- DIRECTIONS FOR THIS TASK -
Starting at the line that has "For every instance of the tree" and ending after the line that has "[[84, 226], [250, 227], [218, 225]]", write those rows out again in full, requests included. Add 85 to every coordinate in the answer points, and leave the numbers in the requests and their format samples unchanged.

Rows from a point labeling set
★ ★ ★

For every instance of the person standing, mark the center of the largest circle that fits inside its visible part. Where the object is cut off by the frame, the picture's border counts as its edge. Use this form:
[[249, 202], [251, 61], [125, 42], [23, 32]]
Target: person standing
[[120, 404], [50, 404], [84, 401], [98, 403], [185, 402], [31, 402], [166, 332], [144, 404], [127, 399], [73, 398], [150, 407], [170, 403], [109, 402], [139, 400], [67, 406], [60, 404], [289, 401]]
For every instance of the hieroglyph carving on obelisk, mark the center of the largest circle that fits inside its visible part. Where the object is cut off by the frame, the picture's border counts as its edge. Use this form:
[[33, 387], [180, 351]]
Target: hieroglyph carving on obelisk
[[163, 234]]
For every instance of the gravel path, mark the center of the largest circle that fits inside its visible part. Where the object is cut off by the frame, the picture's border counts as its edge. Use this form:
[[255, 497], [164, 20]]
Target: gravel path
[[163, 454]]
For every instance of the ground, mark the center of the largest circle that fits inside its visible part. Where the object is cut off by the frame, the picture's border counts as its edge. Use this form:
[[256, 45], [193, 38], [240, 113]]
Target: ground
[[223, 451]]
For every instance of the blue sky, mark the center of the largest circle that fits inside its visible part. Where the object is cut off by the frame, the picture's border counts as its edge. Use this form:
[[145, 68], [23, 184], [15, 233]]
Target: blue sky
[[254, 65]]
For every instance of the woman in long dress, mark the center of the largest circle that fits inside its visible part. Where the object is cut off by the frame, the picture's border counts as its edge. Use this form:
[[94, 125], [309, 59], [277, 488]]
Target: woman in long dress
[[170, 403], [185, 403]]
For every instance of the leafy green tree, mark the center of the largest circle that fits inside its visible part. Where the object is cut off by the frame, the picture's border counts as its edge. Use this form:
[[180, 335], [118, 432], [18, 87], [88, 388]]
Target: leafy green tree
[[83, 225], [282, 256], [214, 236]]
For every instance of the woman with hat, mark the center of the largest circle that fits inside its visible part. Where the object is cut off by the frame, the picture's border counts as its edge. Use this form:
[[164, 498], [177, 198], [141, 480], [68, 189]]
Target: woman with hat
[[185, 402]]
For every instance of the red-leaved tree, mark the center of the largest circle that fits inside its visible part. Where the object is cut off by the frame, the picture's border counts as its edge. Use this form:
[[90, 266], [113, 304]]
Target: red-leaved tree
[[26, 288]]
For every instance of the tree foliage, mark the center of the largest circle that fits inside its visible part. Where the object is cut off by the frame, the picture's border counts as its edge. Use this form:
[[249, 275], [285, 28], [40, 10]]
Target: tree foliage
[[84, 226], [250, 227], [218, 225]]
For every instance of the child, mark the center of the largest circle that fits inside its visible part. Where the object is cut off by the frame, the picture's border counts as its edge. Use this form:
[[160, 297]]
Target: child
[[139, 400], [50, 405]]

★ ★ ★

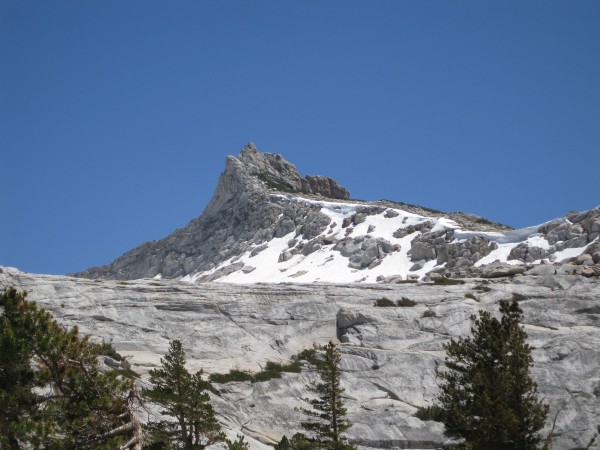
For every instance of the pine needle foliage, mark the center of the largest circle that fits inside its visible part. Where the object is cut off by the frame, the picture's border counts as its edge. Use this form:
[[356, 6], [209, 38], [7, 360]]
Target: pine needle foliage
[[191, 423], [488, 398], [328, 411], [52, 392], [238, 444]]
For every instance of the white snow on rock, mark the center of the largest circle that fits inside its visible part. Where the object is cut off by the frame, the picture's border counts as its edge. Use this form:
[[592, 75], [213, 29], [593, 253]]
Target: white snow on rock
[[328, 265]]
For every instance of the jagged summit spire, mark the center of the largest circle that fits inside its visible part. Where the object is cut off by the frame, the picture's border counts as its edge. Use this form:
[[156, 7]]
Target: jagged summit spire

★ ★ ★

- OUTPUT OF THE EXERCISE -
For every instance of the tree foliage, mark the center of the largest circle that fits inside its visible part. Where the object is cut off by the frame, the picture's border counts as its edge. Use this form:
[[249, 275], [285, 28], [40, 10]]
Target: tree foliage
[[169, 311], [335, 312], [303, 310]]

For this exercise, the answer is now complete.